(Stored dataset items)
::::::
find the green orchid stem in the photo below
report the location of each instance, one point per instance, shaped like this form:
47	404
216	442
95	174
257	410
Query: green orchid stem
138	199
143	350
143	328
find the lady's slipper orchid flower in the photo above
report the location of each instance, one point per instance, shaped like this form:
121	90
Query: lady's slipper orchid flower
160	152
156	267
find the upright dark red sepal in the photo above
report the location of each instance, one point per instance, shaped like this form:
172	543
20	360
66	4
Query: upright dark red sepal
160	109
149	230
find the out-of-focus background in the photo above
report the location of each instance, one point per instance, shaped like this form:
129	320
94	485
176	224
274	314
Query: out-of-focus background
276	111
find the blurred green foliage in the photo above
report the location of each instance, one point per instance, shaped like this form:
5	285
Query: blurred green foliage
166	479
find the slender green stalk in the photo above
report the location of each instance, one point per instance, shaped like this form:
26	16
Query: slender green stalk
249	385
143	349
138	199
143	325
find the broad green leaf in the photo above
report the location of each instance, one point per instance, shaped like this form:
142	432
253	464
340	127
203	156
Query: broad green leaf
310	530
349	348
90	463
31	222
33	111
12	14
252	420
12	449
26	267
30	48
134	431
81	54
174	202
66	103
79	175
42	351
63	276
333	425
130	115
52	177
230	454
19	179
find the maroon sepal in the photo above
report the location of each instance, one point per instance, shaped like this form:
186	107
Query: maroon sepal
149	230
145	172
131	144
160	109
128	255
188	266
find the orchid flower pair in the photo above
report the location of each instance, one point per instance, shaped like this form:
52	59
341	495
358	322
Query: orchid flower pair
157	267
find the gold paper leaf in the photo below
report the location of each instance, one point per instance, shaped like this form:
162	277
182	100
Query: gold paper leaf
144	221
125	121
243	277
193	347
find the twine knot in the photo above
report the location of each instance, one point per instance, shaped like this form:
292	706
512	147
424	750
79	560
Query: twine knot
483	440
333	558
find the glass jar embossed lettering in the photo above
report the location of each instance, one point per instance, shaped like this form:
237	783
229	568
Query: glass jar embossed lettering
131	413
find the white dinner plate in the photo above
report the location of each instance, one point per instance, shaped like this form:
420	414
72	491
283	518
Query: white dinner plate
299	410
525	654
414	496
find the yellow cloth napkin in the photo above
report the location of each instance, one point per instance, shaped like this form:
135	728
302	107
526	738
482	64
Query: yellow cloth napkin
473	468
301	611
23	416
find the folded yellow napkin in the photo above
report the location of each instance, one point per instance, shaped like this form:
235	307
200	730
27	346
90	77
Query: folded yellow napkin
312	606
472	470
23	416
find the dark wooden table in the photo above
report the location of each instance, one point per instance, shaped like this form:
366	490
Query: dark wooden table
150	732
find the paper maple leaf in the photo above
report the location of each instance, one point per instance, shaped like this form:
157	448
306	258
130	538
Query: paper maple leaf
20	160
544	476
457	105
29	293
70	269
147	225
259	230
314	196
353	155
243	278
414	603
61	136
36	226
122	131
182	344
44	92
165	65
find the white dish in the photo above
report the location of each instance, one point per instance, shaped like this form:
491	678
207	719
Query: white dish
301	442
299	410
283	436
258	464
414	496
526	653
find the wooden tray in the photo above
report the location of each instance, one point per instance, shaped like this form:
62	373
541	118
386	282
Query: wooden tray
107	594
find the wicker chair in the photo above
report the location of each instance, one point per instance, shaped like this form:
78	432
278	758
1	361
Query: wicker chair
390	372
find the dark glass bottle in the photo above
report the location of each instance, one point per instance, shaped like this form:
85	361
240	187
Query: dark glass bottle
::::::
Change "napkin" to "serviette" in the items, starting with the line that contains "find the white dinner" and going on through the end of the items. Reproduce only those lines, with everything else left unchanged.

find the white dinner plate in the photo above
report the location of each instance, one point per instance, shaped like this form:
420	414
72	491
283	518
Query: white dinner plate
299	410
525	654
414	496
find the yellow cloth serviette in the photo above
report the location of each instance, one point per instance, shaped like this form:
135	728
302	107
526	738
482	64
Query: yellow cloth serviette
473	468
301	611
23	416
find the folded yellow serviette in the photo above
report the location of each instance, one point per instance, shaped like this form:
235	307
200	730
27	346
90	77
Query: folded yellow serviette
312	606
472	470
23	416
find the dark wooden table in the photo above
report the location of each instance, one point per instance, shaped like this form:
366	490
Query: dark wooden table
150	732
find the paper maple leaf in the photo above
report the location of each instance, one point per instance, shaped like this form:
157	448
306	258
130	538
Query: paper maple leaf
20	160
544	476
457	105
29	293
70	269
147	225
259	230
314	196
353	155
243	278
414	603
61	136
36	226
122	131
182	344
44	92
165	65
find the white dish in the photo above
report the location of each instance, one point per instance, shaped like this form:
491	678
207	719
Query: white dish
301	442
299	410
283	436
258	464
414	496
526	653
find the wooden tray in the photo above
report the location of each instance, one point per instance, shaped like this form:
62	373
541	118
386	282
Query: wooden tray
107	594
find the wicker chair in the photo above
report the location of each instance, one point per instance, shaped like this form:
78	432
278	758
1	361
Query: wicker chair
390	372
find the dark glass bottle in the photo above
report the location of each instance, one point per instance, shaped like this form:
85	361
240	187
Query: dark glass bottle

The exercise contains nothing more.